EXERCISE INSTRUCTIONS
Look through the listing and locate every line containing the word "leafy"; copy those lines.
——————
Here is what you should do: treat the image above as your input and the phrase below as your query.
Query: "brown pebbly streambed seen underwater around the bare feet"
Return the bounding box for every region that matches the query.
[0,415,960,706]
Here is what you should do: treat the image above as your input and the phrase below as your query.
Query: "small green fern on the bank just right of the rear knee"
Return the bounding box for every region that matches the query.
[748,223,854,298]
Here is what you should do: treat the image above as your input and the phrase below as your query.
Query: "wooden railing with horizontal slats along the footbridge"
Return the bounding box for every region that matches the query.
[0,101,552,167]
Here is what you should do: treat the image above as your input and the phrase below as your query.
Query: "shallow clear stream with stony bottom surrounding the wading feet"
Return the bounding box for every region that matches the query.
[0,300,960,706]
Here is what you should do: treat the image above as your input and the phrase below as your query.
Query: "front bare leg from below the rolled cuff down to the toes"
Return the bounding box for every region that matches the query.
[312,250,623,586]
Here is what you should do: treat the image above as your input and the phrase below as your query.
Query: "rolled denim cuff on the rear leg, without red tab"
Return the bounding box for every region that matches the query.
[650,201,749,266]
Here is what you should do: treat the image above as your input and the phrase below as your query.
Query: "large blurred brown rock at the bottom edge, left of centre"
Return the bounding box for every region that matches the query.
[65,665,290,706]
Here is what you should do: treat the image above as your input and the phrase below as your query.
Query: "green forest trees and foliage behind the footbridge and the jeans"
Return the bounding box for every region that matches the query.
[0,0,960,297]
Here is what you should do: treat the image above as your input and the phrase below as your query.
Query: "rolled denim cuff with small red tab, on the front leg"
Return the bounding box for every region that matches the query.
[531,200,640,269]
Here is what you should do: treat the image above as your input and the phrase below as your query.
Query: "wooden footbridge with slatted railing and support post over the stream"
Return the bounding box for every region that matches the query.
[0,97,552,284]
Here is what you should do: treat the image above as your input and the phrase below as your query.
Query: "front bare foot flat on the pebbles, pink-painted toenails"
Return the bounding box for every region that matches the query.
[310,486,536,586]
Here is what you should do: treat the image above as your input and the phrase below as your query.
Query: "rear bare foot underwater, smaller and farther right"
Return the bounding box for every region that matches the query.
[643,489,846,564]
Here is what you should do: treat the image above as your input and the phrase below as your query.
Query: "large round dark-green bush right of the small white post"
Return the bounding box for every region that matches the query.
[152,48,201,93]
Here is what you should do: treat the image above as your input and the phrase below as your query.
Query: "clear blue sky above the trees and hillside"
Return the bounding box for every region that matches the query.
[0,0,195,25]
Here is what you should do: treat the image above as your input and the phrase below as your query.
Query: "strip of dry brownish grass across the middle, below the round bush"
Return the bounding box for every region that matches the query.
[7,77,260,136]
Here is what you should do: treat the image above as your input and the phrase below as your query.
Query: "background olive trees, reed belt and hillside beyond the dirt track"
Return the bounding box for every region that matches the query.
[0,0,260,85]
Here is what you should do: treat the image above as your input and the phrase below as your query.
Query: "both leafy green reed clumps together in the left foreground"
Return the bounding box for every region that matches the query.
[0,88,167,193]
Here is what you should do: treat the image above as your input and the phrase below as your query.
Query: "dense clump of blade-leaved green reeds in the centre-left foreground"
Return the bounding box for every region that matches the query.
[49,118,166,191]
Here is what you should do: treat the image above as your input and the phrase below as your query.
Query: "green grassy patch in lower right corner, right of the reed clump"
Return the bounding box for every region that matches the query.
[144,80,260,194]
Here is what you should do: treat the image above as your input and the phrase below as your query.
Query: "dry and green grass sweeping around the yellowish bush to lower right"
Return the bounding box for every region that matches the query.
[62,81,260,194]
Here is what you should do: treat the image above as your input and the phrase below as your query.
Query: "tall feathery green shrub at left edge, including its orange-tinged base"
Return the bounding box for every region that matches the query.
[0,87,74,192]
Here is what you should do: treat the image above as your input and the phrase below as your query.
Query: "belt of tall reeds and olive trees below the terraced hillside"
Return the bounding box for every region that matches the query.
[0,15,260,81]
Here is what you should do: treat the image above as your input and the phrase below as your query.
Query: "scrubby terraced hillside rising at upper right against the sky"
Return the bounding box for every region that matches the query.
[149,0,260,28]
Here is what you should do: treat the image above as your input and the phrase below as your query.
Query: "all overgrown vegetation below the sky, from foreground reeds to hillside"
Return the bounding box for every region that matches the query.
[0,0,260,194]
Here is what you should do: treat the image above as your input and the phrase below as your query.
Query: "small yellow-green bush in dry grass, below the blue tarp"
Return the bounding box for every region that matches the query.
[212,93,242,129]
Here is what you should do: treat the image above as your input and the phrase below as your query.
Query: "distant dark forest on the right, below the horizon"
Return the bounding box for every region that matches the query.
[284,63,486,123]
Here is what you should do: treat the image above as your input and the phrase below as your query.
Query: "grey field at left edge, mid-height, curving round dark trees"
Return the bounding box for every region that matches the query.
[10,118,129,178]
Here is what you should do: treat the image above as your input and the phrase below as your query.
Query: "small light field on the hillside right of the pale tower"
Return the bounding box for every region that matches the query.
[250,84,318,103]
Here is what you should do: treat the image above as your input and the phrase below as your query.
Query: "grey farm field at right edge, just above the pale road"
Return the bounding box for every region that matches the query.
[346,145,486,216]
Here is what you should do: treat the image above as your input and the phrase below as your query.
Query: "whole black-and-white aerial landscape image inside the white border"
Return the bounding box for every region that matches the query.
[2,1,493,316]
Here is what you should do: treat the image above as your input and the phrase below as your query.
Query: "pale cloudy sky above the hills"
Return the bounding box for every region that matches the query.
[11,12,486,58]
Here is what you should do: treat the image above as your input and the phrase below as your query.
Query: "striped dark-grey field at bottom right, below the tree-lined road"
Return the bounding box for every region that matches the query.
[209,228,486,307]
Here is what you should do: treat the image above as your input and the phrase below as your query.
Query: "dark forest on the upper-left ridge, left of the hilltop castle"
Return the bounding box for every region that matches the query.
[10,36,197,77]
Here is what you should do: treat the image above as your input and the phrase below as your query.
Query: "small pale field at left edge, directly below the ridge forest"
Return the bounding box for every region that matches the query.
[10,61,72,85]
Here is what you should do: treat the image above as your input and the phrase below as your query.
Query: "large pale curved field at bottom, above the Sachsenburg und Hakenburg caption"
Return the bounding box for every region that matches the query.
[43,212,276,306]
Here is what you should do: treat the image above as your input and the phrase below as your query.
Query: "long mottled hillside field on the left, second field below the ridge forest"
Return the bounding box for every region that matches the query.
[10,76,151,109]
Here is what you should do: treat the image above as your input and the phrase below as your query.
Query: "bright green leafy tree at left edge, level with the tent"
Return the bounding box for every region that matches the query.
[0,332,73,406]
——————
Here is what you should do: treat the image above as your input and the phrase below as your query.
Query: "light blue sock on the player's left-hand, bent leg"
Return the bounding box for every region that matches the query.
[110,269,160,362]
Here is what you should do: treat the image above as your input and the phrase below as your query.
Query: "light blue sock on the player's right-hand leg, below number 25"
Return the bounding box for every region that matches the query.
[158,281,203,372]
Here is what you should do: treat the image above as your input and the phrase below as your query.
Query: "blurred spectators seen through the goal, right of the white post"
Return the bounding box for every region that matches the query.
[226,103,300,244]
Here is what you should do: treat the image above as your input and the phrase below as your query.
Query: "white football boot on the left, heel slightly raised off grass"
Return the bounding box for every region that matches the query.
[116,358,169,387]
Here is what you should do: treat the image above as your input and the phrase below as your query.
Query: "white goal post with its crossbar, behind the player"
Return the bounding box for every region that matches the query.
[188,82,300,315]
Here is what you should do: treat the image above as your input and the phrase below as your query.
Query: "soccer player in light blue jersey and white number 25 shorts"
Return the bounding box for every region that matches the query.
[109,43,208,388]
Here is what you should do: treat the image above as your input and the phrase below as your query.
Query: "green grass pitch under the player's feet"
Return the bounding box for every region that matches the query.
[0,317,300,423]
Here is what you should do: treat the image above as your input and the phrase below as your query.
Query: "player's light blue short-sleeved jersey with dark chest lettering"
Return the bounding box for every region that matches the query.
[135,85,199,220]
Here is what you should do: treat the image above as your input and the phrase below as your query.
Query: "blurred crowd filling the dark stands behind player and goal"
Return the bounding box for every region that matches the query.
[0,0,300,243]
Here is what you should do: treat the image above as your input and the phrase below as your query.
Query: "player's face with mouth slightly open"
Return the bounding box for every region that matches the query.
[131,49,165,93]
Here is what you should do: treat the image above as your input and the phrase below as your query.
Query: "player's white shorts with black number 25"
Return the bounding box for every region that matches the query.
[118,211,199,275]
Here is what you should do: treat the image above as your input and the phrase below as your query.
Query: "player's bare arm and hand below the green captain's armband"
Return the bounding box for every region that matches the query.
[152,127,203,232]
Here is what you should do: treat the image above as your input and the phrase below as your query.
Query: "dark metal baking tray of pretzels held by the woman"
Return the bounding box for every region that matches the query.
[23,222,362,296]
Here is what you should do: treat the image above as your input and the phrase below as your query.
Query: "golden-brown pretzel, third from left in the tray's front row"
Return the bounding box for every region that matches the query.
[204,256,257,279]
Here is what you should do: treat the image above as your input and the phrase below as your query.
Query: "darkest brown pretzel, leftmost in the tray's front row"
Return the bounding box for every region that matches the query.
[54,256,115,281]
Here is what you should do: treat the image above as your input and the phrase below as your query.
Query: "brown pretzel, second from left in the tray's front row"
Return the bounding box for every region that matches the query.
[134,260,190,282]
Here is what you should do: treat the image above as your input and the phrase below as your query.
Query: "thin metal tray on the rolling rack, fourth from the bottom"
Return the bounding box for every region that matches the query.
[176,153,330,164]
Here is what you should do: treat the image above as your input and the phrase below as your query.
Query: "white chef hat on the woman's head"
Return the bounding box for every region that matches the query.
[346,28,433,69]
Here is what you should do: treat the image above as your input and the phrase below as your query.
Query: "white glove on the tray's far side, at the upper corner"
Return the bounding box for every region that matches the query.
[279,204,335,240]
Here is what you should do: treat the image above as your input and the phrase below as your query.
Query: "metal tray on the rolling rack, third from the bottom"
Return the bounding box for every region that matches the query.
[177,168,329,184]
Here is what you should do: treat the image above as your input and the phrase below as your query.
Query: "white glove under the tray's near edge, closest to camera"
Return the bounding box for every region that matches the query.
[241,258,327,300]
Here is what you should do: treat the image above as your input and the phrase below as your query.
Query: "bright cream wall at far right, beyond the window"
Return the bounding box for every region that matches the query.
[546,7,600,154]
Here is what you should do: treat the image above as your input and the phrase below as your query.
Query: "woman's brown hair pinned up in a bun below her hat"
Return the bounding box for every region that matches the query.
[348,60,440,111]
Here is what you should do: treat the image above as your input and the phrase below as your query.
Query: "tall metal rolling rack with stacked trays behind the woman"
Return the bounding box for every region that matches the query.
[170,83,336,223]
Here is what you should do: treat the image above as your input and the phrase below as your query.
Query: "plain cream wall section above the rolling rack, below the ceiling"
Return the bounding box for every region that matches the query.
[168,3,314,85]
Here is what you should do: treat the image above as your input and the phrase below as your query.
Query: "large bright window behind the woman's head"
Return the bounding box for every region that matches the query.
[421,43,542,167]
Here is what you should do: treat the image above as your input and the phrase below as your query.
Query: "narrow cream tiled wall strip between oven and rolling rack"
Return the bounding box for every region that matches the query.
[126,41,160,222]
——————
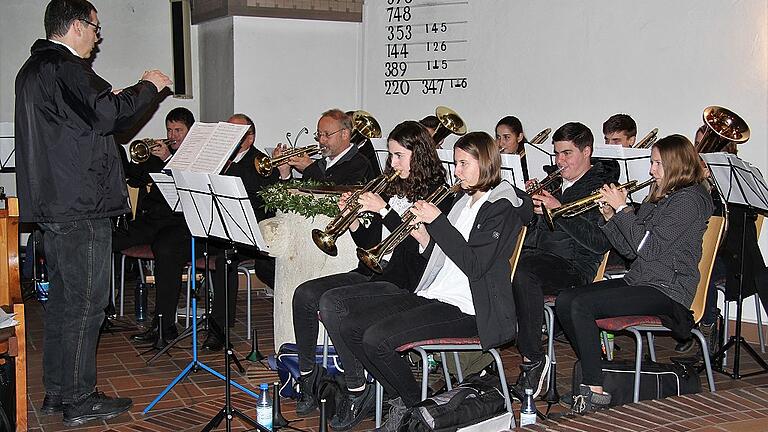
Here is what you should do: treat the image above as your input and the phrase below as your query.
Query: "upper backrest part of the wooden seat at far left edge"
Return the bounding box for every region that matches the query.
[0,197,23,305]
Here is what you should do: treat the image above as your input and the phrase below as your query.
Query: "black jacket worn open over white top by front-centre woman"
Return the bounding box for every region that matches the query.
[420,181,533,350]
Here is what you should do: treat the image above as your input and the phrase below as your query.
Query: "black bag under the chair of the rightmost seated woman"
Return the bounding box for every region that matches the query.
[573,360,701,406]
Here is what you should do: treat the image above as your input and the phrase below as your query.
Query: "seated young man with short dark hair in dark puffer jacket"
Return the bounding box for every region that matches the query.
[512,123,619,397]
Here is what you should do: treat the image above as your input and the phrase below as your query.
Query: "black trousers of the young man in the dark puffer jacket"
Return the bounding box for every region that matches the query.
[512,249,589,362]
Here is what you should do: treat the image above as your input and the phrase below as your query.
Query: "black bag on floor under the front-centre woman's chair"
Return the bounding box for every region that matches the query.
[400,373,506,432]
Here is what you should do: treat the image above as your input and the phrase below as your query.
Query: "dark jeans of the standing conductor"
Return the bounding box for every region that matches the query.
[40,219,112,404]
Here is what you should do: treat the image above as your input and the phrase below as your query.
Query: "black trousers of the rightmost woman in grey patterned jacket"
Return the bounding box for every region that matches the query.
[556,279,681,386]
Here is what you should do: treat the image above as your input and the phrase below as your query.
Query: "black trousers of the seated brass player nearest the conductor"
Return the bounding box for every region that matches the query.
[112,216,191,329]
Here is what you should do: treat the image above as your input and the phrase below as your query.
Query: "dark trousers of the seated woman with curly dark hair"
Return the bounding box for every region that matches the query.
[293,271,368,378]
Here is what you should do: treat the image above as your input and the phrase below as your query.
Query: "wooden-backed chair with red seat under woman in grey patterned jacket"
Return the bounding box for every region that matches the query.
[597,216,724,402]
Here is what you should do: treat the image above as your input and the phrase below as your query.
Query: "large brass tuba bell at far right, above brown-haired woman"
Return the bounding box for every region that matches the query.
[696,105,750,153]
——————
ANSWER AREA
Query: "both leafy green reed clumps together in the left foreground"
Query: "bright green leafy tree at left edge, level with the tent"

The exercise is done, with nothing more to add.